GIVEN REQUEST:
Answer these questions about the forum thread on the slow SQL query:
1. What kind of join does the first query use on Tags, and what kind does the latter use?
2. Which database is the original poster using?
3. Which other database did the original poster start adding support for?

TEXT PROVIDED:
Hopefully the performance numbers I've quoted will convince you. I'd hope you guys can knock up a sample and repro this pretty trivially, and it seems like the left-join-subselect SQL above is glaringly obviously wrong. But if the only way it's going to get prioritised is for me to generate a sample app, I'll try and find the time (but I really hope you can just fix it without me needing to do that :)).
@Webreaper note that the first query has an inner join on Tags, whereas the latter has a left join. I'm not saying that makes a huge difference, but it's better to be sure about these things (BTW this is Sqlite right? Any similar experience with another database, just in case this is a Sqlite thing?). A database schema with data for this would be ideal to reproduce.
But I generally agree, and yeah, at some point for EF 7 I'll definitely find the time to investigate this properly across database...
I haven't tried with another DB; I started adding support for Postgres to play with that, but haven't got it working properly yet. I guess I don't really care if another DB is smart enough to optimise this out, as I'm using Sqlite. ;)

DATASET CONTENT:
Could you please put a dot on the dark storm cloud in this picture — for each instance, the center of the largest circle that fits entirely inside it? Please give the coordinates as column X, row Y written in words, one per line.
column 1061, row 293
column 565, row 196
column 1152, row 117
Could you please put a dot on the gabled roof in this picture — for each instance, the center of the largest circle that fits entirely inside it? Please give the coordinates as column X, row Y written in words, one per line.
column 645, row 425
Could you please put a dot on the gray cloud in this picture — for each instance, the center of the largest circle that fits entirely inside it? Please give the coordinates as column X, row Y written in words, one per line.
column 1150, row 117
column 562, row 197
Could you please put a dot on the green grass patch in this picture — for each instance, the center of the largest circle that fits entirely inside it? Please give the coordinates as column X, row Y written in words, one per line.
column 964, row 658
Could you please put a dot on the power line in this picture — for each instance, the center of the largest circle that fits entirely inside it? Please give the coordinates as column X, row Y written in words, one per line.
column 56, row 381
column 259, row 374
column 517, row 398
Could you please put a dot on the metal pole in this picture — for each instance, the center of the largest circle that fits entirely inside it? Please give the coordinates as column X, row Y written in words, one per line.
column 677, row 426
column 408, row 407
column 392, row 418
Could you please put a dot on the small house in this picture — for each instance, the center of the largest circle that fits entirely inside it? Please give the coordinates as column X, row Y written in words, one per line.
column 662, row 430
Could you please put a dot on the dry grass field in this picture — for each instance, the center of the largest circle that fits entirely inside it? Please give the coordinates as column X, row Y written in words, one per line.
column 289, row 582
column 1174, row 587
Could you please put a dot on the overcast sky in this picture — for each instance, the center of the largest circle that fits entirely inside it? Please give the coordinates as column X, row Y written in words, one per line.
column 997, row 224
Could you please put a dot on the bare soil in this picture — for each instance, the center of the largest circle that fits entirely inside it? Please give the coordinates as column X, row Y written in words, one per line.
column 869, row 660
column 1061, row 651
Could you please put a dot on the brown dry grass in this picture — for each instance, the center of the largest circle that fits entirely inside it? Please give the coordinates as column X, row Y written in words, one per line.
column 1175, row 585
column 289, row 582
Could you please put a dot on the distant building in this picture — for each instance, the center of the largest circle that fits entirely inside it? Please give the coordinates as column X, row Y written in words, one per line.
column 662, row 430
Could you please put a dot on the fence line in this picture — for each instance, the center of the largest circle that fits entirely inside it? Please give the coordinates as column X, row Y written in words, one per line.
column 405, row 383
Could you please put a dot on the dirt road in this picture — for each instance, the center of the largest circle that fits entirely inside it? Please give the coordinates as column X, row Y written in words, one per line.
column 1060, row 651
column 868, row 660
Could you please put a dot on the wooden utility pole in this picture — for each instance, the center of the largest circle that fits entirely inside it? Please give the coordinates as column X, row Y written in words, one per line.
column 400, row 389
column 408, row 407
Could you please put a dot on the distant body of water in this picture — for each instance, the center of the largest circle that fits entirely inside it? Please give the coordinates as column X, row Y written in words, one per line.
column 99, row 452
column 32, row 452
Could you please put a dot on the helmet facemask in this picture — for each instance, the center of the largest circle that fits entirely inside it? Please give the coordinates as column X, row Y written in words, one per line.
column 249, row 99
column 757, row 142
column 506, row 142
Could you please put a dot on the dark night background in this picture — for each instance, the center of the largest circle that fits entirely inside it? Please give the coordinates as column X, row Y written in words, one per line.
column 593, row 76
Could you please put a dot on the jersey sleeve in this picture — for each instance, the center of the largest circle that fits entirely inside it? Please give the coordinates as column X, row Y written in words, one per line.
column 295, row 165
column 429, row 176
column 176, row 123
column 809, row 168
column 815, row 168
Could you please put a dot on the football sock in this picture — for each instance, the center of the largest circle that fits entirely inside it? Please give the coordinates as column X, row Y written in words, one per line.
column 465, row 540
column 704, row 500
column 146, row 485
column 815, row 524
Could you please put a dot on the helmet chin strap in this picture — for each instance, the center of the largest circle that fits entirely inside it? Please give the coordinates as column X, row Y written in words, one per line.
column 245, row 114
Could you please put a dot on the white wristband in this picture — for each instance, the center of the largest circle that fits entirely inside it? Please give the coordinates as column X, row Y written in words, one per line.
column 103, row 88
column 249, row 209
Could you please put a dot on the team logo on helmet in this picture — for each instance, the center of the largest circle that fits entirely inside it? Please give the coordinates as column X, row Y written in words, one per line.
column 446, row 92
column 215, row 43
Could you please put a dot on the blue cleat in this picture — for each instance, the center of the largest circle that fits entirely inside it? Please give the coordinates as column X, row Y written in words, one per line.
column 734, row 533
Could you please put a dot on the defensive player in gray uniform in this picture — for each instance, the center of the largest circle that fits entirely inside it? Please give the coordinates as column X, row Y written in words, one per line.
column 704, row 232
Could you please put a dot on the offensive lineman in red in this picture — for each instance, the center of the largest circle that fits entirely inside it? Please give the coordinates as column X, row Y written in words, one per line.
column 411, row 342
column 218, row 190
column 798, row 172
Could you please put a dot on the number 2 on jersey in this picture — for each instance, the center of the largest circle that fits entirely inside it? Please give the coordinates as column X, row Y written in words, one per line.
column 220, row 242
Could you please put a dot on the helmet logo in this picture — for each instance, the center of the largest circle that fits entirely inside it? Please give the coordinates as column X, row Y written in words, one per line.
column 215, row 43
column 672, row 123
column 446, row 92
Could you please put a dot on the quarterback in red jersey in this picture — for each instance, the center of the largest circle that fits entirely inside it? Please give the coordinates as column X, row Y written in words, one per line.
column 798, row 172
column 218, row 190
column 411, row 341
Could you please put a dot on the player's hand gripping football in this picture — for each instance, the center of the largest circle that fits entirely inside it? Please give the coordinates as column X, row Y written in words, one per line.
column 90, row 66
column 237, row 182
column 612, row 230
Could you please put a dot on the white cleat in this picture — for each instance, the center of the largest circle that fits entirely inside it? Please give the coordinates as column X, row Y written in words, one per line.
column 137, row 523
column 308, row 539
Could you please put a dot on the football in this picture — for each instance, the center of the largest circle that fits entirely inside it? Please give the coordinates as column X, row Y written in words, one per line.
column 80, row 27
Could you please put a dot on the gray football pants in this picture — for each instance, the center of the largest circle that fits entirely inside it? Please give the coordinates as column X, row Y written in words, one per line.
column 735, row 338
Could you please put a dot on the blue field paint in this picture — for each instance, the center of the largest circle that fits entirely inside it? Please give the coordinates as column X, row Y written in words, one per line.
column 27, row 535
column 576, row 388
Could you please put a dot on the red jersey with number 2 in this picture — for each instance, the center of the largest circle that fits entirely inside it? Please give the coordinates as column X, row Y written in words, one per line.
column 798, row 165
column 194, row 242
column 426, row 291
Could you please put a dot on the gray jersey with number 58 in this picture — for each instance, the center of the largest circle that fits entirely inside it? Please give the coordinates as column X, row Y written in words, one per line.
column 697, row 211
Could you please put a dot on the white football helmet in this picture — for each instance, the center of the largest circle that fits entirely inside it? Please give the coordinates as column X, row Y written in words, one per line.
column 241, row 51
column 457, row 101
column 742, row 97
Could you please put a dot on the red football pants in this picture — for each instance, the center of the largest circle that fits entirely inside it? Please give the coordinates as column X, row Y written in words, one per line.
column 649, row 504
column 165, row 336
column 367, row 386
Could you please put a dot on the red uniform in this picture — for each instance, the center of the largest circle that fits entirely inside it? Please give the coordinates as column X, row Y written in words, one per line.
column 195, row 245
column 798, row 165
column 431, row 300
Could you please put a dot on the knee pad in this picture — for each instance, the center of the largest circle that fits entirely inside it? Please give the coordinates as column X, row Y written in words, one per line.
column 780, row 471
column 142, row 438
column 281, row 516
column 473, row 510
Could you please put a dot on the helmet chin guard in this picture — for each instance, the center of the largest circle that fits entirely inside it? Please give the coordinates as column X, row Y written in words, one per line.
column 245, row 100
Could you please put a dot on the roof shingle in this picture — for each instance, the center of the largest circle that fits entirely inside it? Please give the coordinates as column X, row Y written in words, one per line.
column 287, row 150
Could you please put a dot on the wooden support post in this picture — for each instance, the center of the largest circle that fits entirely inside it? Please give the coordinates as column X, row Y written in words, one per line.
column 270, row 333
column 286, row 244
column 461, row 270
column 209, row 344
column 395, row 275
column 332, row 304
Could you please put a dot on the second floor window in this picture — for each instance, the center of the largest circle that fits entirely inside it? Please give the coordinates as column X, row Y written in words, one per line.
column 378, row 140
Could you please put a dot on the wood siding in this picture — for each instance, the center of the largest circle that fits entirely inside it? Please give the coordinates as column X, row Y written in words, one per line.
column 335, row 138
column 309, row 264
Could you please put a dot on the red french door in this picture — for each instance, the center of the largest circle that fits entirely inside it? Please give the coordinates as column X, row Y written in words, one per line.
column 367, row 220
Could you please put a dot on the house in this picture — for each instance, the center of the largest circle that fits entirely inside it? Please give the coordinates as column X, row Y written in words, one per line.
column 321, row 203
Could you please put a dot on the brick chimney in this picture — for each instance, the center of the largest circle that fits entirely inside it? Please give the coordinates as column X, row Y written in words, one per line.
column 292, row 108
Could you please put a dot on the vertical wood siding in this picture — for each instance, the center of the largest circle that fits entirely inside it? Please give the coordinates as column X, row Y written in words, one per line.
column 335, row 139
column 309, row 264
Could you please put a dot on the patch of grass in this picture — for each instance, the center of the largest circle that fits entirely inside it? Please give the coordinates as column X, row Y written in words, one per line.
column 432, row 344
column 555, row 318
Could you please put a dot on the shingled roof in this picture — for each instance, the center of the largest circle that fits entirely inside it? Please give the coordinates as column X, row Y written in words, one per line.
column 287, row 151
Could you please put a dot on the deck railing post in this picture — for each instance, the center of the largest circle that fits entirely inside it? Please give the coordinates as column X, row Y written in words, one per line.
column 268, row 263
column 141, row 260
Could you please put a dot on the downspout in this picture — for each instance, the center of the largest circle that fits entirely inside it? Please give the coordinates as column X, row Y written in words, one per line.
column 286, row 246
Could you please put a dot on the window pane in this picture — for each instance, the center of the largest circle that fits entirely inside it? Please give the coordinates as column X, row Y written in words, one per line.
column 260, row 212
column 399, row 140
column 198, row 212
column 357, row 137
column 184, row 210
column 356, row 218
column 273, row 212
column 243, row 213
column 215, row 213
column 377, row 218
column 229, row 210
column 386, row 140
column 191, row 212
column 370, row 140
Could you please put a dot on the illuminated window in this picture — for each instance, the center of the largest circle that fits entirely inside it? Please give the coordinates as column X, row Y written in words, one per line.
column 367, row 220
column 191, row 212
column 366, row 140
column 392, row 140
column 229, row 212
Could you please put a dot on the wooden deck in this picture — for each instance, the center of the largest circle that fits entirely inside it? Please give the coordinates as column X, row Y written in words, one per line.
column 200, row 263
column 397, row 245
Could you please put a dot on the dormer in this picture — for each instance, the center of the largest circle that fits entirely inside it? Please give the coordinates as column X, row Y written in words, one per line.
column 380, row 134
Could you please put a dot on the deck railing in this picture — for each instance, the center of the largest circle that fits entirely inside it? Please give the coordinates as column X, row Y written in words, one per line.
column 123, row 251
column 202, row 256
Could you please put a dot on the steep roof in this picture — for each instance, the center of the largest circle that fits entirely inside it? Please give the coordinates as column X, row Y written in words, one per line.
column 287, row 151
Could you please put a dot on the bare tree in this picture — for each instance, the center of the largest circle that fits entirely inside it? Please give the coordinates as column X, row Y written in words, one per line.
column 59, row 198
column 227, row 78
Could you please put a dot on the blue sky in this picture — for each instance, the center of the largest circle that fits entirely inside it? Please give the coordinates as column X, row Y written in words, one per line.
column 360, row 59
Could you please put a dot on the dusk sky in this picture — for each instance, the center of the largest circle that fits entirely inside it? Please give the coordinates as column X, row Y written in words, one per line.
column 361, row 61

EXERCISE RESULT:
1. The first query uses an inner join on Tags, and the latter uses a left join.
2. Sqlite.
3. Postgres.